→ Obiettivo
Riporti le voci dalla riga contenente "Crossing-audit request: pin the denim jacket collar" fino alla fine delle voci, sostituendo "photo" con "image" e senza modificare nient'altro.

══ Informazioni fornite

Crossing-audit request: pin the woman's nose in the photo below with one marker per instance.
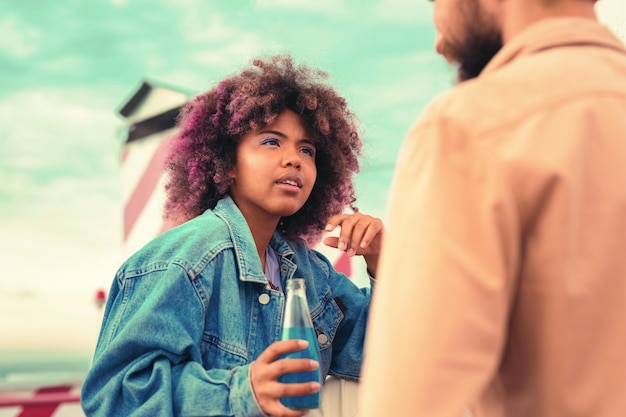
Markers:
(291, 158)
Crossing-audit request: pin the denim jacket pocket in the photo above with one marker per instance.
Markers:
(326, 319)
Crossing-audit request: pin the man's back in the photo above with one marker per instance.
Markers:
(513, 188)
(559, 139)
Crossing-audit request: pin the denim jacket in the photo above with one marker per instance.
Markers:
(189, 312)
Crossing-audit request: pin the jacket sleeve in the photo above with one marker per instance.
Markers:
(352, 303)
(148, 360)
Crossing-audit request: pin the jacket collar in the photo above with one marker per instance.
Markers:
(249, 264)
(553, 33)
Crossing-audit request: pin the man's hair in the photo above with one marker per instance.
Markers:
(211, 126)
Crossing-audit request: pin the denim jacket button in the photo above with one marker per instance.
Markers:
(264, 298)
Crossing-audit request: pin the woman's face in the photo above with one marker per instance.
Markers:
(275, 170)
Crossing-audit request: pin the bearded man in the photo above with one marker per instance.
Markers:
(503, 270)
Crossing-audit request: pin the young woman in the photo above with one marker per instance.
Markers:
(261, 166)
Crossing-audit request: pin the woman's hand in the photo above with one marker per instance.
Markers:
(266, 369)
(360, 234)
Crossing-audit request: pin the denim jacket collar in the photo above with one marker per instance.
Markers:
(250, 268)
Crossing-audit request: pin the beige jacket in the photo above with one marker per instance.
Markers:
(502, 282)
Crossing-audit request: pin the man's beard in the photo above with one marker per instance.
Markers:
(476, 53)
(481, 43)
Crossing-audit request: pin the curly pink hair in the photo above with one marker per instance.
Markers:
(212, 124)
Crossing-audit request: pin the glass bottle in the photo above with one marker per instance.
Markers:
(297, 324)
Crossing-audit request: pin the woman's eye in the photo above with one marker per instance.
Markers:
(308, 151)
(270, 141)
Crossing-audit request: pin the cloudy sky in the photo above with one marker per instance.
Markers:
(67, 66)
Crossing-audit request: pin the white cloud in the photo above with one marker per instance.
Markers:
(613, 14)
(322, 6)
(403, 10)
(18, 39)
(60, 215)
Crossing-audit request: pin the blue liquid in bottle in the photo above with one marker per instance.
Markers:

════

→ Risposta all'esercizio
Crossing-audit request: pin the denim jacket collar in the image above with one marker per instance.
Markers:
(250, 268)
Crossing-audit request: pin the beige jacket in the image above with one marker per instance.
Markers:
(502, 282)
Crossing-audit request: pin the man's beard in the image above with one marker per instance.
Markers:
(476, 53)
(481, 43)
Crossing-audit request: pin the curly pink hair in the image above with one marker per instance.
Markers:
(212, 124)
Crossing-audit request: pin the glass bottle in the image above with one marker per instance.
Markers:
(297, 324)
Crossing-audit request: pin the woman's eye in the image above with one marker per instance.
Markers:
(308, 151)
(270, 141)
Crossing-audit request: pin the cloudy sky in the image above with one marker per instance.
Markers:
(67, 66)
Crossing-audit request: pin the white cloud in the image above with one marker per instance.
Markers:
(613, 14)
(322, 6)
(403, 10)
(18, 39)
(60, 215)
Crossing-audit request: pin the blue liquid in bottle in the image above with one marker per instance.
Markers:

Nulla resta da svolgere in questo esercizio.